= WORK ORDER =
Transcribe the entries below exactly from their first line through the line containing "box: [265, 333, 574, 403]", and let no picture into the copy.

[DATA Boundary: Start]

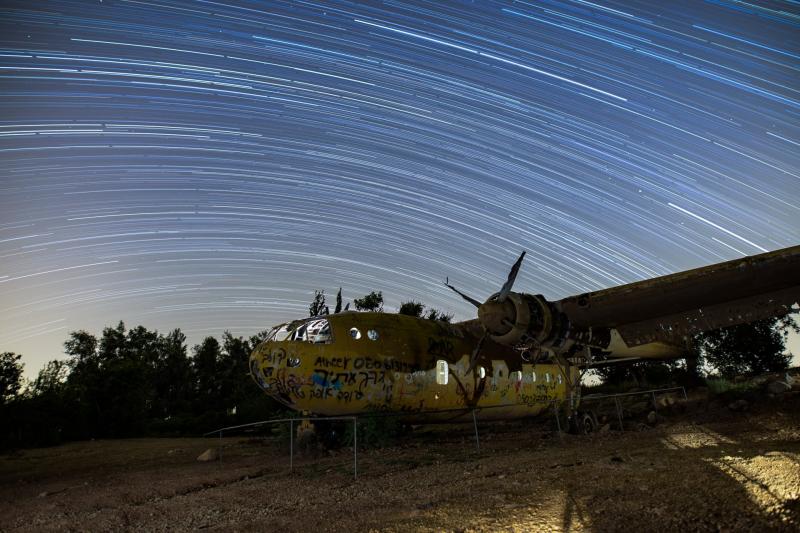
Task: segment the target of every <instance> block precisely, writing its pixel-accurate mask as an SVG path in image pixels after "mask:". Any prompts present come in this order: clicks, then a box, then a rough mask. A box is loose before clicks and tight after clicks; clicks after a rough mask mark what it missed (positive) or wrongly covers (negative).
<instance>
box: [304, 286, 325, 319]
mask: <svg viewBox="0 0 800 533" xmlns="http://www.w3.org/2000/svg"><path fill="white" fill-rule="evenodd" d="M327 314H328V306H327V305H325V291H314V300H313V301H312V302H311V305H309V306H308V316H320V315H327Z"/></svg>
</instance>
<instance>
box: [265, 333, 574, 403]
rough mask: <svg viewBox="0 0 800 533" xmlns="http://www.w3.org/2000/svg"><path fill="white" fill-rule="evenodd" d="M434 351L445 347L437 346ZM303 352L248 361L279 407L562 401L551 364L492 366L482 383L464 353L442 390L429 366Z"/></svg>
mask: <svg viewBox="0 0 800 533" xmlns="http://www.w3.org/2000/svg"><path fill="white" fill-rule="evenodd" d="M437 349H440V350H445V351H446V350H448V349H449V348H448V347H447V345H446V344H445V343H440V344H438V345H437ZM312 350H313V349H312ZM308 351H311V350H296V349H295V347H294V346H291V345H285V344H284V345H282V346H281V345H277V346H275V345H273V346H271V347H270V348H269V349H266V350H263V351H262V352H261V353H259V354H258V355H257V357H256V358H255V359H254V360H253V361H252V362H251V371H252V372H253V375H254V377H255V378H256V381H257V382H258V383H259V385H261V387H262V388H263V389H264V390H265V391H266V392H267V393H268V394H270V395H271V396H273V397H274V398H275V399H277V400H278V401H280V402H282V403H284V404H285V405H288V406H289V407H292V408H294V409H302V410H309V411H314V412H319V413H321V414H337V413H346V412H353V411H361V410H363V409H366V408H367V407H368V406H381V405H382V406H385V408H386V409H388V410H392V411H404V410H406V409H413V410H420V409H422V406H423V405H424V406H425V407H426V408H427V409H428V410H437V409H444V410H447V409H454V408H460V407H472V408H475V407H477V408H481V407H501V406H508V407H513V406H515V405H516V406H520V407H524V408H532V409H533V410H535V411H537V412H538V411H539V410H540V409H541V408H542V407H543V406H545V405H547V404H549V403H550V402H552V401H554V400H558V399H559V398H562V397H563V396H564V386H563V385H562V379H561V377H560V376H559V375H558V374H557V373H556V372H557V370H556V369H555V368H554V367H552V366H550V365H541V366H540V365H536V366H533V365H523V368H522V371H521V373H520V372H509V368H508V366H507V364H506V362H505V361H503V360H498V361H491V363H490V365H491V366H489V365H487V366H488V370H489V371H488V372H486V375H485V377H483V378H479V377H478V373H477V372H473V371H471V372H469V373H468V372H467V369H468V367H469V355H463V356H462V357H461V358H460V359H459V360H458V361H457V362H455V363H450V367H449V368H450V378H451V379H450V381H451V382H450V384H449V385H446V386H443V385H437V384H436V369H435V368H433V365H432V364H431V366H430V368H427V369H426V370H423V369H421V368H420V366H419V365H416V364H414V363H410V362H406V361H402V360H398V359H395V358H393V357H385V358H384V357H380V356H352V355H344V354H343V355H330V353H329V354H328V355H320V354H319V352H316V353H315V352H314V351H311V354H309V353H308ZM304 352H305V353H304ZM451 360H452V359H451ZM320 400H324V401H320ZM326 411H327V412H326Z"/></svg>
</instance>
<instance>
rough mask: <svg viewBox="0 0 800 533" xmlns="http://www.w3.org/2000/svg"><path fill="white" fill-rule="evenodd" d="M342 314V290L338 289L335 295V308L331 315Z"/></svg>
mask: <svg viewBox="0 0 800 533" xmlns="http://www.w3.org/2000/svg"><path fill="white" fill-rule="evenodd" d="M341 312H342V288H341V287H339V292H337V293H336V307H335V308H334V310H333V313H334V314H336V313H341Z"/></svg>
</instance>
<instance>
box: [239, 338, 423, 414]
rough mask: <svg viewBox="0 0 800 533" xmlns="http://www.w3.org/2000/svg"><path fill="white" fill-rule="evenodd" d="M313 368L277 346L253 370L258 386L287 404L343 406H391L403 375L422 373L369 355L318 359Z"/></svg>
mask: <svg viewBox="0 0 800 533" xmlns="http://www.w3.org/2000/svg"><path fill="white" fill-rule="evenodd" d="M290 350H291V348H290ZM307 361H311V359H310V358H309V359H307ZM312 368H313V370H312V369H309V365H308V364H307V362H306V361H303V360H302V359H301V358H300V357H298V356H297V355H296V354H294V353H287V350H286V349H285V348H284V347H281V346H277V347H273V348H272V349H271V350H269V351H266V352H265V353H264V354H263V356H262V359H261V366H260V368H259V367H258V365H255V366H253V367H252V368H251V370H252V372H253V375H254V376H255V377H256V381H257V382H258V383H259V385H261V387H262V388H263V389H265V390H266V392H267V393H268V394H271V395H273V396H274V397H276V399H278V400H279V401H281V402H283V403H285V404H295V403H296V401H298V400H305V399H334V398H335V399H336V400H337V401H338V402H341V403H349V402H352V401H358V400H367V401H370V402H386V403H388V402H391V400H392V397H393V390H394V381H395V380H396V379H402V378H401V377H400V376H401V374H406V375H412V374H417V373H419V372H420V367H419V365H416V364H414V363H409V362H407V361H400V360H397V359H395V358H391V357H387V358H380V357H370V356H359V357H350V356H337V357H325V356H317V357H314V358H313V366H312Z"/></svg>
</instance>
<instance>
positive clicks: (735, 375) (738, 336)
mask: <svg viewBox="0 0 800 533" xmlns="http://www.w3.org/2000/svg"><path fill="white" fill-rule="evenodd" d="M790 330H793V331H797V332H800V327H798V324H797V322H796V321H795V320H794V318H793V317H791V316H789V315H787V316H784V317H773V318H768V319H765V320H757V321H755V322H752V323H750V324H739V325H736V326H730V327H727V328H721V329H718V330H714V331H709V332H706V333H703V334H701V335H699V336H698V337H699V338H698V343H697V344H698V347H699V349H700V352H701V353H702V356H703V358H704V359H705V361H706V362H707V363H708V364H709V365H710V366H711V367H712V368H713V369H714V370H715V371H716V372H718V373H719V374H720V375H722V376H725V377H732V376H736V375H755V374H763V373H765V372H780V371H783V370H786V369H787V368H789V363H790V361H791V354H785V353H783V351H784V349H785V348H786V336H787V335H788V333H789V331H790Z"/></svg>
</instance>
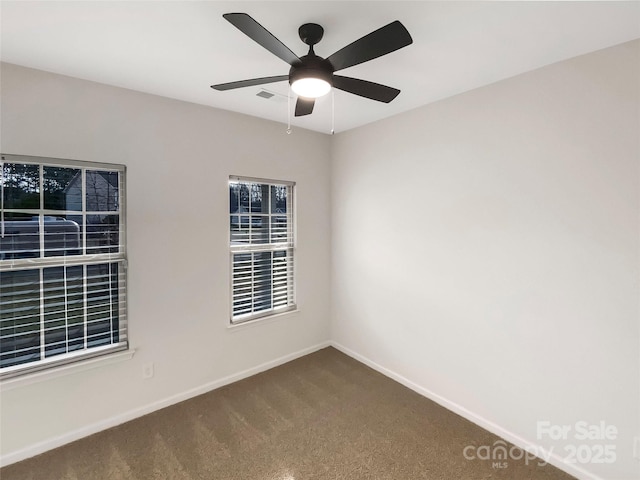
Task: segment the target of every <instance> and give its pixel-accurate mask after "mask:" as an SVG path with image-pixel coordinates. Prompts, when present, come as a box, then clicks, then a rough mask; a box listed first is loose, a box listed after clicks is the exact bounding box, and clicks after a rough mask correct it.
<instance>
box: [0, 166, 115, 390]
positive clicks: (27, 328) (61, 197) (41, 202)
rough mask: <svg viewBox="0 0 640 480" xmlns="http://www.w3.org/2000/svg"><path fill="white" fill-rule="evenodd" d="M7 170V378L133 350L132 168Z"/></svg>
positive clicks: (6, 361)
mask: <svg viewBox="0 0 640 480" xmlns="http://www.w3.org/2000/svg"><path fill="white" fill-rule="evenodd" d="M0 171H1V178H0V188H1V197H0V198H1V202H2V205H1V213H0V378H8V377H12V376H16V375H20V374H23V373H27V372H32V371H35V370H40V369H44V368H49V367H52V366H56V365H59V364H62V363H69V362H74V361H79V360H81V359H83V358H87V357H94V356H96V355H102V354H106V353H110V352H113V351H117V350H123V349H126V348H127V321H126V299H125V293H126V256H125V254H126V252H125V245H124V238H125V219H124V189H125V175H124V174H125V169H124V166H119V165H107V164H92V163H86V162H77V161H65V160H55V159H43V158H37V157H24V156H15V155H2V163H1V169H0Z"/></svg>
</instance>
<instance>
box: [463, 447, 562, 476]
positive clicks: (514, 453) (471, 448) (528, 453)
mask: <svg viewBox="0 0 640 480" xmlns="http://www.w3.org/2000/svg"><path fill="white" fill-rule="evenodd" d="M462 455H463V456H464V458H466V459H467V460H485V461H487V460H488V461H491V468H495V469H504V468H508V467H509V462H508V461H507V460H514V461H520V460H524V463H525V465H529V464H530V463H532V462H536V463H537V464H538V465H539V466H541V467H543V466H545V465H546V464H547V463H549V458H551V451H548V452H547V451H545V450H544V449H543V448H541V447H537V446H535V445H532V446H529V447H527V448H525V449H522V448H520V447H516V446H515V445H511V446H509V444H508V443H507V442H505V441H504V440H496V441H495V442H493V445H481V446H479V447H477V446H475V445H467V446H466V447H464V450H463V451H462Z"/></svg>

[DATA Boundary: End]

= EXERCISE RESPONSE =
Task: segment the target of every <instance> block precisely, writing its pixel-accurate mask as an SVG path in image pixels after "mask:". Any prompts present come in this order: clicks, then a box, then a rough mask. A box is loose before clicks and tight after clicks; clicks after a rough mask mark what it missed (positive) or wrongly covers (negative).
<instance>
box: [304, 286, 325, 319]
mask: <svg viewBox="0 0 800 533" xmlns="http://www.w3.org/2000/svg"><path fill="white" fill-rule="evenodd" d="M327 314H328V306H327V305H325V291H314V300H313V301H312V302H311V305H309V306H308V316H320V315H327Z"/></svg>
</instance>
<instance>
box: [265, 333, 574, 403]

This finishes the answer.